» TAREFA:
Responda às perguntas abaixo com base no trecho selecionado.
1. Em que congresso foi feita a intervenção inicial de Jerónimo de Sousa?
2. Que países a escalada atribuída ao imperialismo norte-americano aponta como alvos estratégicos?
3. Quanto tempo durou a intervenção de Jerónimo de Sousa?

» TRECHO SELECIONADO:
· · · · · · ·
Discurso de Jerónimo de Sousa

Intervenção inicial no XXI Congresso do PCP

Um Congresso que é a prova de responsabilidade de um partido que não vira as costas aos problemas, nem se esconde, quando os trabalhadores enfrentam dificuldades.

Não deixa de ser revelador do estado de espírito dos comunistas. No arranque da sua primeira intervenção, Jerónimo de Sousa concentrou largos minutos na defesa da realização do XXI Congresso do PCP em plena segunda vaga da pandemia, apesar das críticas dirigidas por vários setores e partidos políticos. O líder comunista chegou a recordar a história de resistência do partido à “violência fascista” para justificar a realização deste congresso.

O imperialismo norte-americano, com os seus aliados – em especial da NATO e da União Europeia –, incrementa uma multifacetada e perigosa escalada de confrontação, ingerência e agressão que constitui uma séria ameaça aos povos e à paz (…) Uma escalada que, dirigida contra todos aqueles que afirmem a sua soberania e o direito ao desenvolvimento, aponta como alvos estratégicos a Rússia e, particularmente, a China, face ao desenvolvimento e papel deste país no plano internacional. (…) Lutas que, mesmo travando-se num contexto desfavorável ao nível mundial, conseguem importantes sucessos e vitórias, como na Síria ou na Venezuela, ou ainda na Bolívia e no Chile.

O PCP não deixa dúvidas sobre a sua política de alianças internacionais e sobre o seu papel na geopolítica mundial. Jerónimo de Sousa responsabiliza os Estados Unidos (“uma realidade que não é colocada em causa com a eleição de Joe Biden como Presidente, disse”), a NATO e a União Europeia pela alegada campanha de ataque contra a Rússia de Putin e a China de Xi Jinping, e pela opressão dos povos da Síria, Venezuela, Bolívia e Chile. De fora, curiosamente, ficaram países como Cuba e Coreia do Norte, outrora países que os comunistas portugueses assinalavam como modelos.

A política de direita de décadas de governos do PS, PSD e CDS e a integração de Portugal na CEE e na União Europeia confirmaram-se ao longo das últimas décadas como elementos centrais e complementares entre si do processo contra-revolucionário. (…) A evolução da União Europeia e as manipulações em torno de sucessivas reinvenções e maquilhagens desta estrutura, confirmam que a sua matriz política e ideológica não permite espaço a “refundações” e muito menos a “democratizações”. As soluções que dêem respostas aos problemas de Portugal e de outros países, só serão possíveis rompendo com os constrangimentos da União Europeia, no quadro da afirmação da soberania nacional.

Ao longo da sua intervenção de mais de uma hora, Jerónimo de Sousa defendeu em diversos momentos a saída de Portugal da União Europeia e do Euro. Não que seja uma reivindicação nova, mas antes a prova de que os comunistas, apesar de terem sido aliados do Governo de António Costa, não mudaram um centímetro em relação ao ponto de que partiram.
· · · · · · ·
» DADOS APRESENTADOS:

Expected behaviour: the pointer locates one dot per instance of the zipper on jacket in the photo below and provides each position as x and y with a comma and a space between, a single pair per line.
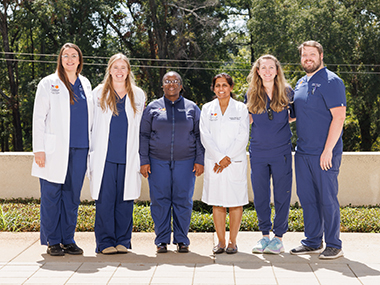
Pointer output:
172, 142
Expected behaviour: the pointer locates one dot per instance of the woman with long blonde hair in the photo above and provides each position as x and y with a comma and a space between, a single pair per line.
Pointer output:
268, 100
115, 180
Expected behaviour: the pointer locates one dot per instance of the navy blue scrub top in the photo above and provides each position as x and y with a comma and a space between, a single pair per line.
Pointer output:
117, 140
270, 138
78, 117
313, 100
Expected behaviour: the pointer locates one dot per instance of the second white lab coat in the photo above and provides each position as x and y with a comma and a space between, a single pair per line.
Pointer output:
51, 126
99, 145
225, 135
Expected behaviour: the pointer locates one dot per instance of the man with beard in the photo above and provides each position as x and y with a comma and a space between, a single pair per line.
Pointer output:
320, 109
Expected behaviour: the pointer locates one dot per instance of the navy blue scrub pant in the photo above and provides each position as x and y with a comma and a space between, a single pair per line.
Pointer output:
114, 216
59, 202
280, 168
171, 186
317, 190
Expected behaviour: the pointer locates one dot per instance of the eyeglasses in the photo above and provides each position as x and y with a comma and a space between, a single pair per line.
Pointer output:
175, 81
270, 113
73, 56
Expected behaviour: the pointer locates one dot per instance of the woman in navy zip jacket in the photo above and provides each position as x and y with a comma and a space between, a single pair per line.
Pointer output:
268, 99
171, 155
115, 179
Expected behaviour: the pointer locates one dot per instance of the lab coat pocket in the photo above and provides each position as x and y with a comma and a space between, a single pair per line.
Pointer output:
237, 171
90, 162
50, 142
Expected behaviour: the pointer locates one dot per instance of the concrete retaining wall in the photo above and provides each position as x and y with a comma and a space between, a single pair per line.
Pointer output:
359, 179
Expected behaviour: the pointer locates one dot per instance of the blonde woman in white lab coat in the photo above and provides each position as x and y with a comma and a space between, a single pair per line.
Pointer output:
62, 120
224, 128
115, 179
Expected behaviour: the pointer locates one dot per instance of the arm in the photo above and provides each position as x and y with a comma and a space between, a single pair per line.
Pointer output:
207, 139
40, 112
145, 170
145, 132
241, 139
336, 126
199, 151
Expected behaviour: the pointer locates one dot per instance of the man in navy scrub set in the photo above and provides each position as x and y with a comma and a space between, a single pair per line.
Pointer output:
320, 109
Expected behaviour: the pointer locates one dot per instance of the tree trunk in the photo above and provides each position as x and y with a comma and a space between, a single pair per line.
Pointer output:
13, 102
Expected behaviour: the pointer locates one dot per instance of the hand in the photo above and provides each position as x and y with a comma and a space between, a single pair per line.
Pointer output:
198, 169
39, 157
144, 170
225, 162
326, 160
218, 168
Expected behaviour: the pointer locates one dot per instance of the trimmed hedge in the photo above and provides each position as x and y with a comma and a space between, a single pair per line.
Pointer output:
23, 215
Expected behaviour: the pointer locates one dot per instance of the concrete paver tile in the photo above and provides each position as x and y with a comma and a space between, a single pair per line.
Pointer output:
214, 268
88, 280
14, 244
174, 274
175, 280
213, 280
50, 281
183, 267
370, 280
53, 274
12, 280
130, 281
135, 270
61, 266
15, 274
19, 268
297, 281
257, 281
366, 270
98, 266
331, 270
340, 281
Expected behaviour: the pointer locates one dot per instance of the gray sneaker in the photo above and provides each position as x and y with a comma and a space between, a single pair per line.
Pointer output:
331, 253
303, 249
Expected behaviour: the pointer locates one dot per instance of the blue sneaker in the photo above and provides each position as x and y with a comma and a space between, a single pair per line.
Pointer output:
261, 245
275, 246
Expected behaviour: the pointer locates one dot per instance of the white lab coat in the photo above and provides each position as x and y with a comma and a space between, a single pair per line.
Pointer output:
225, 135
51, 126
99, 145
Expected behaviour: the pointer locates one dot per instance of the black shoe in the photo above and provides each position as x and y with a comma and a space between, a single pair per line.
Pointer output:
72, 248
303, 249
162, 248
182, 247
331, 253
55, 250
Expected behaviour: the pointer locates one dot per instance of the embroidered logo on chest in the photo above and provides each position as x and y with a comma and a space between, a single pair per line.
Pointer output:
54, 89
213, 116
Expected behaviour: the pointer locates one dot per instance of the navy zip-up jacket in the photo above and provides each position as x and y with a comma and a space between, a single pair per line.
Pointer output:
170, 131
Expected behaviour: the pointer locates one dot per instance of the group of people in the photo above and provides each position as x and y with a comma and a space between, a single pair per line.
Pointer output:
109, 133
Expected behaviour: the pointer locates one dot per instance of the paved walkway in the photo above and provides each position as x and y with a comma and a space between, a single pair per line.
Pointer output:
24, 261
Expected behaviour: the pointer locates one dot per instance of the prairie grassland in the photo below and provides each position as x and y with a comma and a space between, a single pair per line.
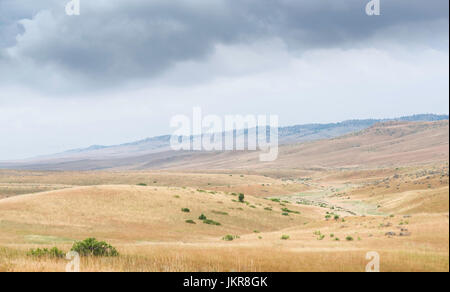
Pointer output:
149, 229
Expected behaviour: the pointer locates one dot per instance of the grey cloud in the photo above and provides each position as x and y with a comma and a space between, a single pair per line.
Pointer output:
118, 41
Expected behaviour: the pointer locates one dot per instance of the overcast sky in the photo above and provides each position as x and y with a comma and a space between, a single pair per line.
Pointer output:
119, 71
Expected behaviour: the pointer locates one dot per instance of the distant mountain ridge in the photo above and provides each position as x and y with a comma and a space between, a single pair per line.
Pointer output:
155, 151
303, 130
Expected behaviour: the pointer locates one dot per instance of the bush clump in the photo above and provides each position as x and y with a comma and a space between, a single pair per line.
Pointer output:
229, 237
211, 222
51, 253
92, 247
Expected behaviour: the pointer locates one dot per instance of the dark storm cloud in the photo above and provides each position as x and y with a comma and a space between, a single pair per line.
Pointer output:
118, 41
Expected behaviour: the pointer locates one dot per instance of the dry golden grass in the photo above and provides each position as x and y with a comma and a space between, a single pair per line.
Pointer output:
148, 228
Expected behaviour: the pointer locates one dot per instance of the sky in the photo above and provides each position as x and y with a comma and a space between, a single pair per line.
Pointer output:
121, 69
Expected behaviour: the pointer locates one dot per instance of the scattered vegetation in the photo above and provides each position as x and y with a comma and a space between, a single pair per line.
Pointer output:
211, 222
229, 237
92, 247
50, 253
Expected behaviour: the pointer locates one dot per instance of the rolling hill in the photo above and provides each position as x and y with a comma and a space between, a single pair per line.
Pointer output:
361, 143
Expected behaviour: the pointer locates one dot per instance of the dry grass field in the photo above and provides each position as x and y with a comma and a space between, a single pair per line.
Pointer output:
140, 213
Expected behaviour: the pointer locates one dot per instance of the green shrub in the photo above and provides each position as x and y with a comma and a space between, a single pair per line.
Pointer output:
51, 253
229, 237
92, 247
211, 222
220, 213
286, 210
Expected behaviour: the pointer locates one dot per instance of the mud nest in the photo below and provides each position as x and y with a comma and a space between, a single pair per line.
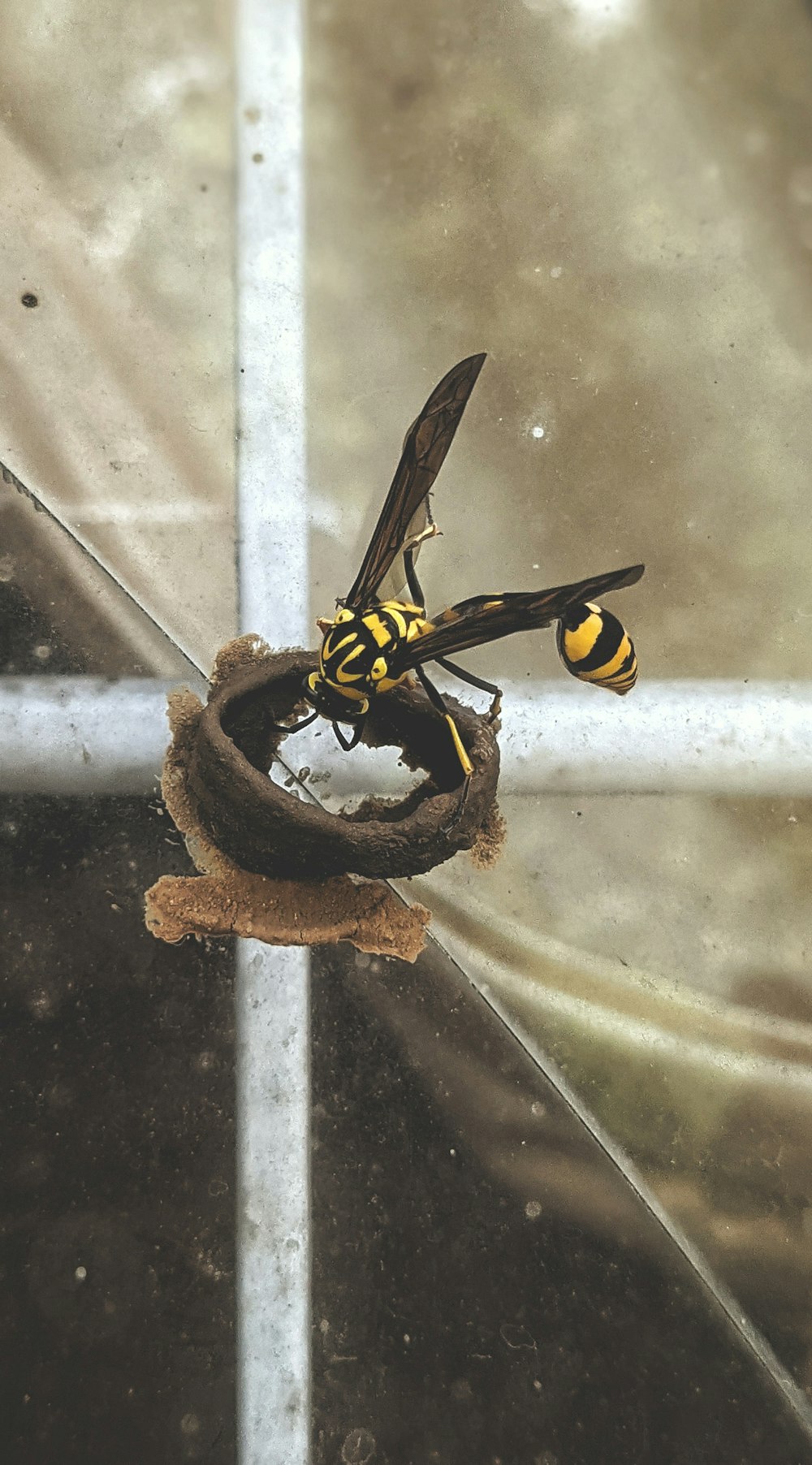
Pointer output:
269, 831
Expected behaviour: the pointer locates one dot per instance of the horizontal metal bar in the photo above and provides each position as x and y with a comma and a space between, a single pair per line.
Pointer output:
85, 736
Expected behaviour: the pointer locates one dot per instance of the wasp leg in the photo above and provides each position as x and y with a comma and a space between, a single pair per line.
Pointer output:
293, 727
473, 681
412, 577
348, 743
465, 762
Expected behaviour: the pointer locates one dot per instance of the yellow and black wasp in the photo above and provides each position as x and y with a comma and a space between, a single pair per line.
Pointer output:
374, 642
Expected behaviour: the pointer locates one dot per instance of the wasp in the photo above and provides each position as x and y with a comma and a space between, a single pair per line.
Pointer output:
378, 635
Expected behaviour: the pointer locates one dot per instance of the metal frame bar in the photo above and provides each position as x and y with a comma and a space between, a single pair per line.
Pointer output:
85, 736
273, 983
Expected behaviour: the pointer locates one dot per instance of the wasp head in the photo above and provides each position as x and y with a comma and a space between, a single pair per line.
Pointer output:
333, 703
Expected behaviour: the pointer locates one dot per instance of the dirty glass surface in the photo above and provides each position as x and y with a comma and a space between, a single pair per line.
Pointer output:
116, 1051
613, 201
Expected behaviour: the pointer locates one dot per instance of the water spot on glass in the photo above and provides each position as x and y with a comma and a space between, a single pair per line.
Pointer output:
358, 1448
516, 1335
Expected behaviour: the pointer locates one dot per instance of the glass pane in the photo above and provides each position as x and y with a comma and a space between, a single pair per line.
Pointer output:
118, 1051
613, 201
118, 313
487, 1286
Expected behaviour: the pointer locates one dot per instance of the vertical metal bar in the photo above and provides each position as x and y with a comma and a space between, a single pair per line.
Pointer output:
273, 1029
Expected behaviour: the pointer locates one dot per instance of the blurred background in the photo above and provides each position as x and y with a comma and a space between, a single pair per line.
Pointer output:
615, 201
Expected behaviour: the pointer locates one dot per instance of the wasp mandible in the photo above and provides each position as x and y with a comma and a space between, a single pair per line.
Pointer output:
374, 642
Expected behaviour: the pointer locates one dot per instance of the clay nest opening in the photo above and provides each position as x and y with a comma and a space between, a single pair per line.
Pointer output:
269, 831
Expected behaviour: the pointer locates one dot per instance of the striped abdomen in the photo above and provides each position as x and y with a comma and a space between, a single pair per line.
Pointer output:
595, 648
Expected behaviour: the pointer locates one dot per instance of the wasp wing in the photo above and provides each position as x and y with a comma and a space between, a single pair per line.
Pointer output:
425, 446
490, 617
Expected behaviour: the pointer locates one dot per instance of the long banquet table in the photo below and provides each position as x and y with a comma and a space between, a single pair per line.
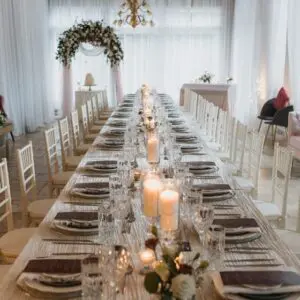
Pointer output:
38, 247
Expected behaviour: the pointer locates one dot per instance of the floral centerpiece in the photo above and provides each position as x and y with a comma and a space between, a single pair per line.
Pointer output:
172, 277
2, 119
229, 79
206, 77
95, 33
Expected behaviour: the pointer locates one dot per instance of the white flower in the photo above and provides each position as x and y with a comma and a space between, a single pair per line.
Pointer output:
183, 287
162, 270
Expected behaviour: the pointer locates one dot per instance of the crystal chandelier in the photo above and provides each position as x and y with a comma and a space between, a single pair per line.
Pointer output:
134, 13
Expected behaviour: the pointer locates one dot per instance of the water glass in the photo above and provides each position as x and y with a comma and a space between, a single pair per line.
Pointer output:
115, 185
106, 222
96, 277
203, 216
181, 170
216, 247
122, 203
186, 187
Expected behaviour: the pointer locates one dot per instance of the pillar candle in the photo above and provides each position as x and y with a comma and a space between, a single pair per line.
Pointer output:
169, 209
151, 190
147, 257
153, 149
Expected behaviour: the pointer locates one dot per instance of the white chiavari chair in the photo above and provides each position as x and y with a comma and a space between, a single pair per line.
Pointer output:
87, 136
69, 161
36, 210
12, 242
92, 128
212, 124
79, 147
282, 165
226, 153
203, 115
291, 238
103, 113
193, 106
57, 179
239, 147
97, 121
220, 132
250, 182
106, 107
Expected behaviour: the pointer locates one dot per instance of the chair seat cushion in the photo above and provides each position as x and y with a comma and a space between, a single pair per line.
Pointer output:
213, 145
61, 178
95, 129
282, 99
291, 239
244, 183
267, 209
91, 136
4, 269
13, 242
295, 141
83, 148
100, 122
38, 209
73, 161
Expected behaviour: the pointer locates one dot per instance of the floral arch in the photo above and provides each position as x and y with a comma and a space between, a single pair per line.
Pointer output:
95, 33
99, 36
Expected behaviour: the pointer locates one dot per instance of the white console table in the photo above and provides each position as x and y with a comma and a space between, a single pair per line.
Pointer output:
222, 95
81, 97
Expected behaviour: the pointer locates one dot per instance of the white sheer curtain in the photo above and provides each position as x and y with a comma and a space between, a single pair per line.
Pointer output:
293, 51
246, 57
274, 22
189, 38
24, 61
· · · · · · ·
» RESPOSTA:
1. No XXI Congresso do PCP.
2. A Rússia e, particularmente, a China.
3. Mais de uma hora.